[Available records]
▬▬▬▬▬▬▬▬▬▬

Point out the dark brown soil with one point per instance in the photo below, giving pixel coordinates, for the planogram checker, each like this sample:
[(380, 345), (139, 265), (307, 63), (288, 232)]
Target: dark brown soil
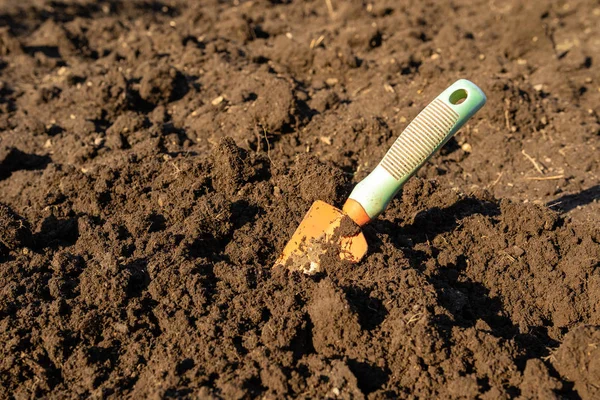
[(156, 156)]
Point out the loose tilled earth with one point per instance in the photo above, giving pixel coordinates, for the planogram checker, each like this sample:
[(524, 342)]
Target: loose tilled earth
[(156, 156)]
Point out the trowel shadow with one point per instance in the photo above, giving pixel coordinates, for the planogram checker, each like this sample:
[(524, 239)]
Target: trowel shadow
[(426, 225)]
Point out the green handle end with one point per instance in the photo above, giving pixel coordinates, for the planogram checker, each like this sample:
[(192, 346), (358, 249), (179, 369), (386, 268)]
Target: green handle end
[(426, 134)]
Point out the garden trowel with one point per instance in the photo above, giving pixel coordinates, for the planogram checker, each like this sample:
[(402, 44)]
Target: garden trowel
[(326, 227)]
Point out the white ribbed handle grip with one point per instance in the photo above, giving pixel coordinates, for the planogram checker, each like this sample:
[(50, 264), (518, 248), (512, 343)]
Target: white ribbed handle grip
[(420, 139)]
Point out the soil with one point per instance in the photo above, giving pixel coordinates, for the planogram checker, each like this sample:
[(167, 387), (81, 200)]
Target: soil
[(155, 156)]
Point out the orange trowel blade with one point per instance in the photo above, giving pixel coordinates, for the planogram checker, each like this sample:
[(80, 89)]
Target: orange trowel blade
[(317, 232)]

▬▬▬▬▬▬▬▬▬▬

[What needs to be done] Repeat each entry exactly as it appears; skip any picture.

[Answer section]
Point out the dark brown soil with one point per instance in the photo below, giving pixel coordinates, for the planogram checker, each like this sample:
[(380, 345), (139, 265), (307, 63), (288, 232)]
Target: dark brown soil
[(156, 156)]
Point out the loose tilled earth with one point per instance in the photo above, giving pixel coordinates, for the planogram checker, each like this sample:
[(524, 342)]
Target: loose tilled earth
[(156, 156)]
Point out the trowel shadow with one point per instance in the photo above, giving pixel coordinates, for the planogram checker, each like this sample:
[(524, 239)]
Target: trowel shadow
[(426, 225)]
Point out the green handle end with one point per instance in the photo above, giving pixel coordinates, for the planogram checker, each like this sample:
[(192, 346), (358, 249), (179, 369), (386, 268)]
Target: green handle end
[(426, 134)]
Point out the garden trowel with one point per instance in the photo above, giving pixel coordinates, for the planogram checker, each like this sample:
[(402, 44)]
Target: garden trowel
[(326, 227)]
Point out the white ribbed handle grip with one point per instance in the photo above, giving pixel coordinates, for the planogram checker, each like this sample:
[(50, 264), (518, 248), (512, 343)]
Target: white ribbed handle grip
[(420, 139)]
Point out the soil with one point per instance in the photo above, giving pixel coordinates, for the planogram checker, each like this sample:
[(167, 387), (81, 200)]
Target: soil
[(155, 156)]
Point out the orange trowel blade with one point per instance in the photo above, giving pixel coordinates, for the planogram checker, each like this sample:
[(80, 89)]
Target: orange trowel blade
[(317, 232)]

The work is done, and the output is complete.